### Page extract
"""

Recently, the Delaware Chancery Court and the U.S. Bankruptcy Court for the Southern District of New York had the opportunity to consider the interplay between these corporate governance rights under Delaware law and the federal bankruptcy laws.


In Fogel v. U.S. Energy Systems, Inc.,7 the Delaware Chancery Court rendered a decision following a trial that Asher Fogel, the former chairman, CEO, and president of U.S. Energy validly called a special meeting of the company’s shareholders and that the company wrongfully failed to schedule the meeting.8 Fogel’s stated purpose for the meeting was to remove existing directors and to elect a new board of directors.


Fogel filed a motion requesting that the Chancery Court enter an order implementing its decision, set a date for the shareholders’ meeting, and preserve the status quo until that meeting was held. Prior to a hearing on Fogel’s motion, however, the company filed a voluntary bankruptcy petition under Chapter 11 in the Southern District of New York. The filing was authorized by the company’s incumbent directors.


Following commencement of its bankruptcy case, U.S. Energy Systems asserted that the Chancery Court proceedings were subject to the Bankruptcy Code’s automatic stay.9 The company argued to the Chancery Court (and later to the Bankruptcy Court) that the continuation of the Delaware proceedings was automatically stayed by the commencement of the bankruptcy case and that the Chancery Court was barred from entering an order implementing its pre-petition trial decision and setting a date for the shareholders’ meeting.


The company also contended that because it was under the protection of the federal bankruptcy laws, the Bankruptcy Court was the sole judicial forum to determine whether the automatic stay applied to the Chancery Court proceedings. Fogel argued that (i) entry of the implementing order was a “ministerial act” and therefore not a “continuation of a judicial proceeding” subject to the automatic stay, (ii) the automatic stay does not affect corporate governance rights and (iii) the Delaware Chancery Court was the proper forum to determine who should control U.S. Energy, a Delaware corporation.

"""

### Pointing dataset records
"""

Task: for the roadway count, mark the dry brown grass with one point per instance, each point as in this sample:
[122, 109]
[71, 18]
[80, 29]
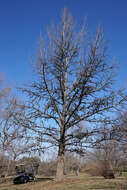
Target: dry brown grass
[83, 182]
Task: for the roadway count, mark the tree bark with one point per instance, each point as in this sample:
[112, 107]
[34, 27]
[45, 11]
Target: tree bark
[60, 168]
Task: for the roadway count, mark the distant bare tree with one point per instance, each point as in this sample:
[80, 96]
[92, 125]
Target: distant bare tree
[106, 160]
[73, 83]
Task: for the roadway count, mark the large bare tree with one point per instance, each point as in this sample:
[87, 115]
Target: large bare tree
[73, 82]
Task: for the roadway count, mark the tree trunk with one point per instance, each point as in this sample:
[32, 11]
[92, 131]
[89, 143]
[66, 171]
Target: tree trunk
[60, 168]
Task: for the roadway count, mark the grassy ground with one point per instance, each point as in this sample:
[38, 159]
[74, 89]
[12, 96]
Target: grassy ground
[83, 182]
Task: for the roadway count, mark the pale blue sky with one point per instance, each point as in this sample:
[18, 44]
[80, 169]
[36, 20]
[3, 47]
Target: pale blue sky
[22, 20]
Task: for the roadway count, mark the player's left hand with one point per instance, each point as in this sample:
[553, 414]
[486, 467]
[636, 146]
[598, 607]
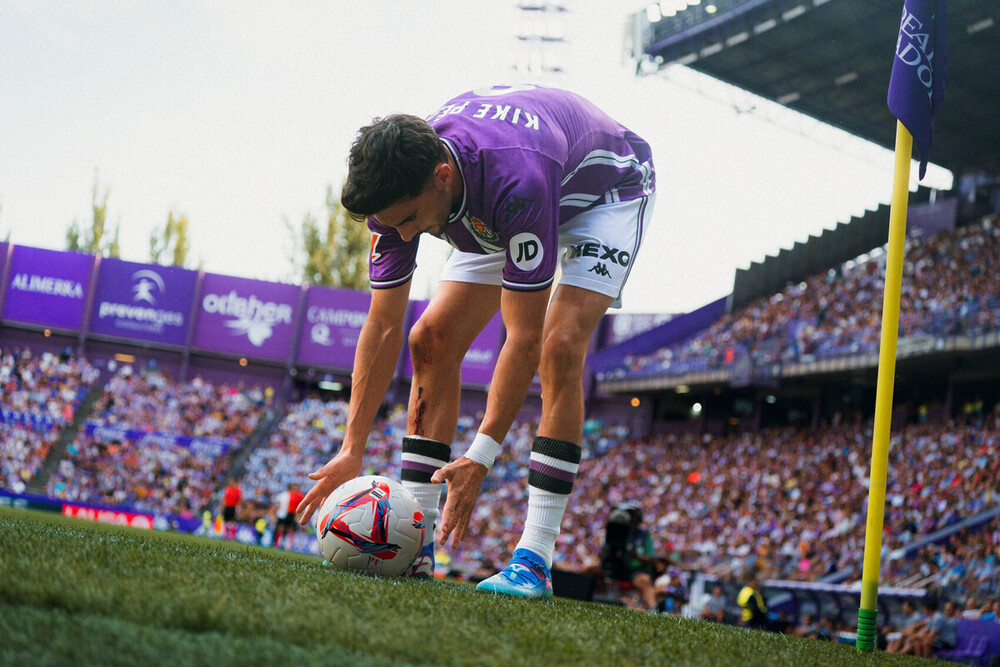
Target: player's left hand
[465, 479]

"""
"""

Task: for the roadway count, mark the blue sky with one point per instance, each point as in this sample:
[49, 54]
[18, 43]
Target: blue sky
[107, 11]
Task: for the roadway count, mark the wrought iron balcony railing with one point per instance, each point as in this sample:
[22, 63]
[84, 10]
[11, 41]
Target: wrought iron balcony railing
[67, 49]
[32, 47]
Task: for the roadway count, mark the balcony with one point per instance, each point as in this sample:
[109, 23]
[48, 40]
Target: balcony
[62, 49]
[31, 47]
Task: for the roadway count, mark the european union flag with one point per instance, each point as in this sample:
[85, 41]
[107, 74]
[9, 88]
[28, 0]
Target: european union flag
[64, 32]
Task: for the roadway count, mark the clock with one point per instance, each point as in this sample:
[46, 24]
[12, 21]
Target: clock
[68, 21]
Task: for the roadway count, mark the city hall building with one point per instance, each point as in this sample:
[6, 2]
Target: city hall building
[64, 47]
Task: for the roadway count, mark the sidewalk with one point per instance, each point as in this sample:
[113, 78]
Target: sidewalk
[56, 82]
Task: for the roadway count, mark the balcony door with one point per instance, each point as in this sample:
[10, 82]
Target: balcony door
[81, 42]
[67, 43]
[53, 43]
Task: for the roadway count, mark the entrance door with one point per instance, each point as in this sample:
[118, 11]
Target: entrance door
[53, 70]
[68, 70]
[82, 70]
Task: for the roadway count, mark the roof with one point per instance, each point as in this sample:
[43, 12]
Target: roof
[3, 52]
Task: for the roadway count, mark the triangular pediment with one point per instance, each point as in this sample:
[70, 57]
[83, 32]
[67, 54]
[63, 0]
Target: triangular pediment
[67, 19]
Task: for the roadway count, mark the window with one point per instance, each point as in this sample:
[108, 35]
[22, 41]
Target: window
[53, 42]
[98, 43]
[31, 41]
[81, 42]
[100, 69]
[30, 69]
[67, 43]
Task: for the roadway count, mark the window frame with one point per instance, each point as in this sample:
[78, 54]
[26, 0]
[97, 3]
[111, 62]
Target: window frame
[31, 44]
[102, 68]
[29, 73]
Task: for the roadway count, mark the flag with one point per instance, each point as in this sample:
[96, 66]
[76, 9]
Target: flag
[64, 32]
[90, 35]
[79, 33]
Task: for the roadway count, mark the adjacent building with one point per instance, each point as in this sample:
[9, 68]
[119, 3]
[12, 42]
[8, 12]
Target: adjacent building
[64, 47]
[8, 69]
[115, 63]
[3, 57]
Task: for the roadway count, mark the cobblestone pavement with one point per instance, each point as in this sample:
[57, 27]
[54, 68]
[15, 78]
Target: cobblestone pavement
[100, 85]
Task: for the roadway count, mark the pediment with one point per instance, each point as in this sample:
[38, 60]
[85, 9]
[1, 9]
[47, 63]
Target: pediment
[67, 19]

"""
"""

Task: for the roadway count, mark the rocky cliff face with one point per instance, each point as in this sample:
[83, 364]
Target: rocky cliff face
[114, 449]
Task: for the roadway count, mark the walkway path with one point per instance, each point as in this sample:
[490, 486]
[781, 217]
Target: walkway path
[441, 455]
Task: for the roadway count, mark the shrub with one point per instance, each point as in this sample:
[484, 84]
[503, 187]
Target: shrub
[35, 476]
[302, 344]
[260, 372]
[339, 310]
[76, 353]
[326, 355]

"""

### Task to carry out
Answer these questions about the U.S. Energy Systems court excerpt, one per line:
1. What positions had Asher Fogel held at U.S. Energy?
2. Who authorized the company's Chapter 11 filing?
3. What did Fogel call the entry of the implementing order?

### Solution to this task
1. Former chairman, CEO, and president
2. The company's incumbent directors
3. A "ministerial act"